Set problem A: Translate this sentence from the passage on Black Girl: Linguistic Play into Spanish: "Juba, for example, is a predecessor to tap."
Set problem B: From the rows, copy out the lines between the one holding "Please identify where the bus" and the one holding "(313, 131), (455, 367)", inclusive. Leave the pictures out.

Given passage:
- - -

She began her professional dance career as a performer with Ronald K. Brown’s Evidence, A Dance Company, and made guest appearances in Alvin Ailey American Dance Theater and Rennie Harris’ Pure Movement. She has since gone on to a prolific and award-winning career as an accomplished performer and choreographer in her own right.
As is typical for Brown, Black Girl: Linguistic Play uses dance, movement, and music to communicate a narrative of personal experience. In this new work, she draws heavily on dance as a social formation, employing call-and-response, double-dutch, stepping, juba, ring shout, and other forms.
Many of the dance forms are rooted in African slave traditions. Juba, for example, is a predecessor to tap. It comes from West Africa at a time when drums were outlawed by fearful slave owners. The body was used as an instrument and became, like the forbidden talking drums, a form of communication.
Famed African-American choreographer Alvin Ailey once said, “Dance is for everybody. I believe that the dance came from the people and that it should always be delivered back to the people.” In keeping with Ailey’s sentiment, the dances in Black Girl: Linguistic Play are transmitters of personal history and group identity. Brown uses them to tell stories of her childhood in black urban America. Her intention is a nuanced portrait, expanding beyond the struggle and trauma often dominating representations of blackness.

- - -

Dataset excerpts:
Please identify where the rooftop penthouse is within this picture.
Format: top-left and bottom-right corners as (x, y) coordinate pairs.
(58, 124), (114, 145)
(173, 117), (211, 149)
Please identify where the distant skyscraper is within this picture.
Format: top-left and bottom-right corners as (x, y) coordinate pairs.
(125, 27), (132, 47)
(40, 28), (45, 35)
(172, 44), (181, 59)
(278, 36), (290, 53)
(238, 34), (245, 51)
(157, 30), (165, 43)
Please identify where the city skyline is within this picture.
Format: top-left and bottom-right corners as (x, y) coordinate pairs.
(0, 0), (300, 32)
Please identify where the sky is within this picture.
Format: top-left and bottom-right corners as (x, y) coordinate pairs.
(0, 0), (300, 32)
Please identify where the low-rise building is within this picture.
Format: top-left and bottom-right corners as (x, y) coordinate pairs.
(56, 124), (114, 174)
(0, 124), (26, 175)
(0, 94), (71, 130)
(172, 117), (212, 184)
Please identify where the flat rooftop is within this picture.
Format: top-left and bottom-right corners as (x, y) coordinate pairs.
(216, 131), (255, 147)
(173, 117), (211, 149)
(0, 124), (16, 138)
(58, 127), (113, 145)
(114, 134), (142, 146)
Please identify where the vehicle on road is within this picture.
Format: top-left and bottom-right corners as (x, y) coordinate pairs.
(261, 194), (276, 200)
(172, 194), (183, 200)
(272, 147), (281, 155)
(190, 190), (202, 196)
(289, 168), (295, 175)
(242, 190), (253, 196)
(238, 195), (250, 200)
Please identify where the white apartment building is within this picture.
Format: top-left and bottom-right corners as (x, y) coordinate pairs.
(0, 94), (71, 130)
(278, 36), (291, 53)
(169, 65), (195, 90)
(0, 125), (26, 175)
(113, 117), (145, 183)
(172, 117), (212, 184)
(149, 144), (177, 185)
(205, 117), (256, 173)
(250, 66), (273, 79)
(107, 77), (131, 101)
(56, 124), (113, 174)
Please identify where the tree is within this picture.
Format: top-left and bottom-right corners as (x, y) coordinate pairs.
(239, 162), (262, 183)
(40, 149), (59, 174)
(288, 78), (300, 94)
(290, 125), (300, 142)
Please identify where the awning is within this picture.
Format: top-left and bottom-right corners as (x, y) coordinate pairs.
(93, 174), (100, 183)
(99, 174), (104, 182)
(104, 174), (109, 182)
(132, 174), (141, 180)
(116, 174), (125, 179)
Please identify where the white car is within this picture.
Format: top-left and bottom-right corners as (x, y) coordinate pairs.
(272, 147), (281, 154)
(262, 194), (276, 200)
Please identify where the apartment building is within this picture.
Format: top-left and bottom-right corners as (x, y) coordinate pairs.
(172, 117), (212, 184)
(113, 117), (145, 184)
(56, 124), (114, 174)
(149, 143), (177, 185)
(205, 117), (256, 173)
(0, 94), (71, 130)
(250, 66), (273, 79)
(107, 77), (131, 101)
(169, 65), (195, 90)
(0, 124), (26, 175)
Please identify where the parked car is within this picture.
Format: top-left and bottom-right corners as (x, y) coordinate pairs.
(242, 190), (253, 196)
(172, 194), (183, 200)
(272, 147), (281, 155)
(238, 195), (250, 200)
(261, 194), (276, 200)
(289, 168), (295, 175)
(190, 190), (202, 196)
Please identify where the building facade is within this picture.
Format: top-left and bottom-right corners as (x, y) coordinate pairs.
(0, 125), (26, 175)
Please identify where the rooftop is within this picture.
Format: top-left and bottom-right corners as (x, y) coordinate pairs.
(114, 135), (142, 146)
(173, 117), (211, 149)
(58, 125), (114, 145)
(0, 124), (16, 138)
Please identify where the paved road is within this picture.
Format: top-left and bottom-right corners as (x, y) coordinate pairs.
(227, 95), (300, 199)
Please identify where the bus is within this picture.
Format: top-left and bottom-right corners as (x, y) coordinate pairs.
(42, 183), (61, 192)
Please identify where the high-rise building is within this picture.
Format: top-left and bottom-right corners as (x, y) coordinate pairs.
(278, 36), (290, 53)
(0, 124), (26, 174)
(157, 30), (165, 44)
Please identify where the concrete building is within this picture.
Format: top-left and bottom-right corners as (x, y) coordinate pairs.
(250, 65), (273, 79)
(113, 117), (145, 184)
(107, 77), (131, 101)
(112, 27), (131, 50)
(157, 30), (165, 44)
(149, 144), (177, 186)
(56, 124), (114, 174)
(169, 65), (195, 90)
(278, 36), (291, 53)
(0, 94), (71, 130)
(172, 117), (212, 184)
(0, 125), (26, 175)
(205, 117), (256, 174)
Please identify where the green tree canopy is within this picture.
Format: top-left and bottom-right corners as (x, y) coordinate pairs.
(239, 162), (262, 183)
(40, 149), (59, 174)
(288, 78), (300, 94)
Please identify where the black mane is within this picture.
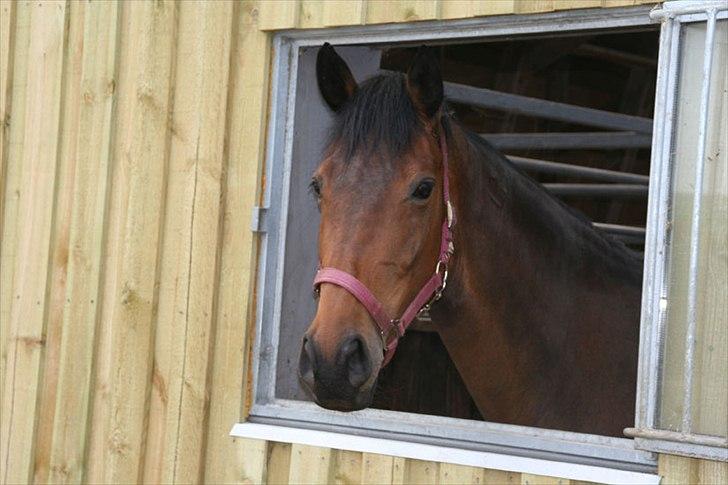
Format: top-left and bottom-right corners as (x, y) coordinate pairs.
(329, 72), (642, 284)
(461, 127), (642, 285)
(330, 73), (424, 160)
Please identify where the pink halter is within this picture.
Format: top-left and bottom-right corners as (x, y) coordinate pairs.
(313, 131), (455, 367)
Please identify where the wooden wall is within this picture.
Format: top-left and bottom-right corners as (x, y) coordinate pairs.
(0, 0), (724, 483)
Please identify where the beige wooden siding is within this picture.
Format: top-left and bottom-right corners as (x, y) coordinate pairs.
(0, 0), (725, 483)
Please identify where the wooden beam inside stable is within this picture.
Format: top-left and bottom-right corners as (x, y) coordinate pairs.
(445, 82), (652, 134)
(480, 131), (652, 150)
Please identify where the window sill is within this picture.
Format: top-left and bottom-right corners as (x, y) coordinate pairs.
(230, 423), (660, 484)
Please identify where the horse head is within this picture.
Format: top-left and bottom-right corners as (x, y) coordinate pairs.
(299, 44), (449, 411)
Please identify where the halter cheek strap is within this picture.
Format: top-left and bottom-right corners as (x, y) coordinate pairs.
(313, 133), (455, 367)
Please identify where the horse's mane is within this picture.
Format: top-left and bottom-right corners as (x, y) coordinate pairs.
(329, 73), (424, 161)
(461, 128), (642, 284)
(329, 72), (642, 284)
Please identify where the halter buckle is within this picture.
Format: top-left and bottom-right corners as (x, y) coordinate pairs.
(379, 319), (402, 352)
(417, 260), (448, 318)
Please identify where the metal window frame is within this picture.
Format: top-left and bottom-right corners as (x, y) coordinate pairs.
(627, 0), (728, 461)
(243, 2), (656, 472)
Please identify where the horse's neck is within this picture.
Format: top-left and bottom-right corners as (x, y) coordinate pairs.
(432, 125), (640, 425)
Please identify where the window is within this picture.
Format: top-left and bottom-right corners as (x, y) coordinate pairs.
(234, 3), (728, 481)
(631, 2), (728, 461)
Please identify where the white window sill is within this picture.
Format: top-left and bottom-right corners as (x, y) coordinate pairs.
(230, 423), (660, 484)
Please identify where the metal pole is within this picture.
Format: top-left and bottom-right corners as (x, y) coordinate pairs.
(682, 9), (716, 433)
(507, 155), (650, 185)
(543, 184), (648, 198)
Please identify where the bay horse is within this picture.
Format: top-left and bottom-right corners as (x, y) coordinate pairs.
(299, 44), (642, 436)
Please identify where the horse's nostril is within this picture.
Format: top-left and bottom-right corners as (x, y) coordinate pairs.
(340, 337), (371, 389)
(298, 337), (316, 385)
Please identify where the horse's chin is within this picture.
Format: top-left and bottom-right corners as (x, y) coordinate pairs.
(303, 376), (376, 413)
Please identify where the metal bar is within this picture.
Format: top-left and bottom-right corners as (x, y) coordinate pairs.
(682, 9), (716, 433)
(445, 82), (652, 134)
(507, 156), (650, 185)
(480, 131), (652, 150)
(624, 428), (728, 448)
(574, 44), (657, 68)
(650, 0), (728, 20)
(592, 222), (645, 238)
(543, 184), (648, 198)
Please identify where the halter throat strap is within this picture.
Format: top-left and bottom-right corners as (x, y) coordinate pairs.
(313, 130), (455, 367)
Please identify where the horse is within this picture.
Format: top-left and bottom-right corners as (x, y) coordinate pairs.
(299, 44), (642, 436)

- - -

Problem solution A: El juba, por ejemplo, es un predecesor del tap.

Problem solution B:
Please identify where the bus is within this picture.
Format: top-left and bottom-right corners as (x, y) coordinate pairs.
(42, 183), (61, 192)
Please identify where the high-rise building is within this picture.
Format: top-left and bottom-right corners as (x, y) coordinate pairs.
(278, 36), (290, 53)
(0, 124), (26, 174)
(157, 30), (165, 44)
Please identify where the concrete building is within this picture.
Format: top-left and bottom-right corners as (x, y) coordinate pairs.
(250, 65), (273, 79)
(113, 117), (145, 184)
(107, 77), (131, 101)
(112, 27), (131, 50)
(157, 30), (165, 44)
(149, 144), (177, 186)
(56, 124), (114, 174)
(169, 65), (195, 90)
(278, 36), (291, 53)
(0, 94), (71, 130)
(172, 117), (212, 184)
(0, 125), (26, 175)
(205, 117), (256, 174)
Please identify where the green tree canopy is within this picture.
Format: top-left and bottom-right corners as (x, y) coordinate pairs.
(239, 162), (262, 183)
(40, 149), (59, 174)
(288, 78), (300, 94)
Please identify where the black mane is within this picture.
Format: top-left and bottom-right corners as (x, y) coordinate pairs.
(329, 72), (642, 284)
(461, 127), (642, 285)
(330, 73), (424, 160)
Please identify where the pink halter is within this picture.
Format: top-left and bottom-right corners as (x, y) coordinate pairs.
(313, 131), (455, 367)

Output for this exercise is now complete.